** begin Material for this exercise **

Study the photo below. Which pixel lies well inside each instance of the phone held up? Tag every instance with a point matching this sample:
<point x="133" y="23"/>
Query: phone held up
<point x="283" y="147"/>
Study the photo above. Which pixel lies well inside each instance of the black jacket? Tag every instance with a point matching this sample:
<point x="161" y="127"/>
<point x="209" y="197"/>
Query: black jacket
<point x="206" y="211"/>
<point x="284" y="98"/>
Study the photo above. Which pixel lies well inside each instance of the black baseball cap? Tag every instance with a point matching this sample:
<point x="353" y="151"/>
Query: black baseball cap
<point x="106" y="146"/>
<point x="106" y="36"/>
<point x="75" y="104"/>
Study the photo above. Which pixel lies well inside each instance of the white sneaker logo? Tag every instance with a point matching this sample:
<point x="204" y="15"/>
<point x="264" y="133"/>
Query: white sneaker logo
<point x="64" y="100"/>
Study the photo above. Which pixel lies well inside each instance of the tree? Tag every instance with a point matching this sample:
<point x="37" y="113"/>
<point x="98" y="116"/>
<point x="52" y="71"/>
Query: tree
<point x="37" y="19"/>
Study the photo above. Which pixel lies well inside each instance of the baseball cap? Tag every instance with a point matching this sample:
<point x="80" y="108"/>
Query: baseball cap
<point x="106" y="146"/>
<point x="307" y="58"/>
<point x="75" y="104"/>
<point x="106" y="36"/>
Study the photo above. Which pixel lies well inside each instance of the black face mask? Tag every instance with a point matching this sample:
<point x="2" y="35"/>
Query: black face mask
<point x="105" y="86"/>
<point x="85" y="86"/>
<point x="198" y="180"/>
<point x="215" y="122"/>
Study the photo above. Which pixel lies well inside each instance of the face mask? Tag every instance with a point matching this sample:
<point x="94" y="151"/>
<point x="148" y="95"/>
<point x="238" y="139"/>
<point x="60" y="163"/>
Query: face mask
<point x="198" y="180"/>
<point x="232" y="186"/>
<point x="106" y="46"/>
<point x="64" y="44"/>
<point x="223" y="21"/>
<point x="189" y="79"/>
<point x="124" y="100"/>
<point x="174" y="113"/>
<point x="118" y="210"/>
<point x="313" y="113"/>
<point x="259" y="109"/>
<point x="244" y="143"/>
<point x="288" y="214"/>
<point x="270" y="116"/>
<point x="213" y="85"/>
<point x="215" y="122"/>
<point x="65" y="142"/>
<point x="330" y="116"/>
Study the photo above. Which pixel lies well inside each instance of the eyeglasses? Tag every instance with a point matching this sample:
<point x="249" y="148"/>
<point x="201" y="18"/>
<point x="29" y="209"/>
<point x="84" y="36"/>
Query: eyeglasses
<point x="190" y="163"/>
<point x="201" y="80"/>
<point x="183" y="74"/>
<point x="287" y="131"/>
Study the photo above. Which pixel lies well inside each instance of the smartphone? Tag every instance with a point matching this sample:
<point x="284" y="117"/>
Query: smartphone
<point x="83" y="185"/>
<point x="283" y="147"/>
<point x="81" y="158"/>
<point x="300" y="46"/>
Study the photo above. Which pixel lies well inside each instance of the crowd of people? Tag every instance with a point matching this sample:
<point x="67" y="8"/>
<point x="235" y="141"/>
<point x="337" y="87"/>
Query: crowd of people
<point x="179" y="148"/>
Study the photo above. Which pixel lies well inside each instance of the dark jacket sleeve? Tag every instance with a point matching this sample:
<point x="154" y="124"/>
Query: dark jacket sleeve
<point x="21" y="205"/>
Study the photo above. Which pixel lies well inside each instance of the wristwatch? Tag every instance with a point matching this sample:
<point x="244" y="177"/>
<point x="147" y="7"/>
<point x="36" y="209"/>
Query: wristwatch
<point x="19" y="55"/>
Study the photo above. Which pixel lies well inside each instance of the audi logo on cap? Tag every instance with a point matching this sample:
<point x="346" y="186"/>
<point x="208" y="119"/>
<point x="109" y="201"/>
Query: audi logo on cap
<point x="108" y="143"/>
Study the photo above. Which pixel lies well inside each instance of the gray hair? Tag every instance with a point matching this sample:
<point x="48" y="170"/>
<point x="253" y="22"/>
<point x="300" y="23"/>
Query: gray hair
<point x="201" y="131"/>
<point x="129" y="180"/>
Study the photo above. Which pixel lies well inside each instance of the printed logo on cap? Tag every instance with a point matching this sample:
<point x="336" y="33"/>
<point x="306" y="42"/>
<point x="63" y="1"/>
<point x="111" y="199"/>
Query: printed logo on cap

** end Material for this exercise **
** begin Material for this exercise **

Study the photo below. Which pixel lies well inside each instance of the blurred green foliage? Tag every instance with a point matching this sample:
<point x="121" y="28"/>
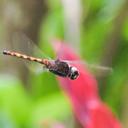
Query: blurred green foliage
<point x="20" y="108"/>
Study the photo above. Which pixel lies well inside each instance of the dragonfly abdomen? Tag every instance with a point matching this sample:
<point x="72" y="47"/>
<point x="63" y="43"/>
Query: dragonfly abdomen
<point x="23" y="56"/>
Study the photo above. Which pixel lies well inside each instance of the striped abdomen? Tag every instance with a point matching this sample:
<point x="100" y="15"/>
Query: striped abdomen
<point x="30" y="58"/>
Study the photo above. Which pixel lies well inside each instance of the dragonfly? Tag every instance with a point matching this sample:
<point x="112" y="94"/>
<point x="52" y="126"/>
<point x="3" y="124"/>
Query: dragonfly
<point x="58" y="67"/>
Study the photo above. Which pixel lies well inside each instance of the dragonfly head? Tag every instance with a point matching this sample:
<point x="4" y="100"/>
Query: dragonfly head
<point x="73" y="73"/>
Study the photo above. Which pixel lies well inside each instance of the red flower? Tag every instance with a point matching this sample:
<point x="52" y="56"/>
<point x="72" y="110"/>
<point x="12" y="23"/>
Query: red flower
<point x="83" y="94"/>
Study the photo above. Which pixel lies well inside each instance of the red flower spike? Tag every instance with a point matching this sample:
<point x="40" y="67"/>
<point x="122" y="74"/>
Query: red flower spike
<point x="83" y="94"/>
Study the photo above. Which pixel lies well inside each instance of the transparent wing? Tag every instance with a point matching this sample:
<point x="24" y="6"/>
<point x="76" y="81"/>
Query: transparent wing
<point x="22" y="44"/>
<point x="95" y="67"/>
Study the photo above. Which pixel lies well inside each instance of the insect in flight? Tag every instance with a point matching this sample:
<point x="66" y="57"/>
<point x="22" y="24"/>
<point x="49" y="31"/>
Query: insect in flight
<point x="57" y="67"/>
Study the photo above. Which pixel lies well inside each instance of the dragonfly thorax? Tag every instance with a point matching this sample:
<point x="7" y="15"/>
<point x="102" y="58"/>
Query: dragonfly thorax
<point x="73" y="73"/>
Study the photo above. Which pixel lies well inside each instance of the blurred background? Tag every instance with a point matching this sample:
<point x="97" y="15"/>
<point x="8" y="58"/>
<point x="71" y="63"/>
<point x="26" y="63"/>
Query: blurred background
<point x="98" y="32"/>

** end Material for this exercise **

Set task:
Return, verbatim, the lines of the material between the line containing "of the gray" and the line containing "Query: printed logo on cap", inclusive.

The response:
Study the photo above. Which pixel lies well inside each instance of the gray hair? Tag every instance with a point matching this sample:
<point x="48" y="170"/>
<point x="253" y="22"/>
<point x="300" y="23"/>
Query: gray hair
<point x="201" y="131"/>
<point x="129" y="180"/>
Study the photo above. Which pixel lies well inside each instance of the printed logo on cap? Tag every instance with a point matching this sample:
<point x="336" y="33"/>
<point x="306" y="42"/>
<point x="63" y="1"/>
<point x="111" y="199"/>
Query: printed logo on cap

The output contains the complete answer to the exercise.